GIVEN REQUEST
Transcribe the records below exactly as they appear, omitting any pictures.

SUPPLIED DATA
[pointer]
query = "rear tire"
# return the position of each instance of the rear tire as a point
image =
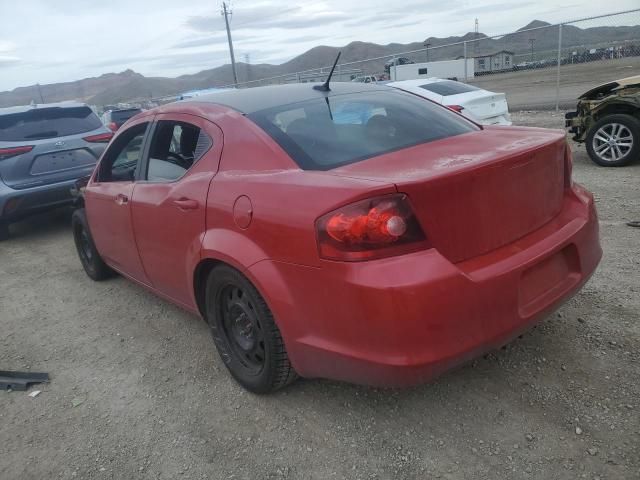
(91, 261)
(614, 140)
(244, 331)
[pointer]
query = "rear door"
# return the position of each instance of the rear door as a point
(169, 201)
(56, 144)
(108, 200)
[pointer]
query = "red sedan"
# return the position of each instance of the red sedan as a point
(360, 234)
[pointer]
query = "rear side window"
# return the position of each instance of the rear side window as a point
(326, 133)
(41, 123)
(449, 87)
(175, 148)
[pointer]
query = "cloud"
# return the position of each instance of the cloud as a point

TASK RESPONSE
[pointer]
query = "rear tire"
# return the position of each instance of the rear tire as a point
image =
(91, 261)
(614, 140)
(244, 331)
[pointer]
query = "rear door"
# return the position of each instance of the rear door as a point
(169, 201)
(56, 144)
(108, 200)
[pointer]
query = "red sedan"
# return the position of each instance of the red sedan as a point
(360, 234)
[pointer]
query = "rear side window"
# return the position of each instance of the rear side window as a point
(326, 133)
(41, 123)
(449, 87)
(175, 148)
[pointer]
query = "cloud"
# return the position of each instance of the cloud as a point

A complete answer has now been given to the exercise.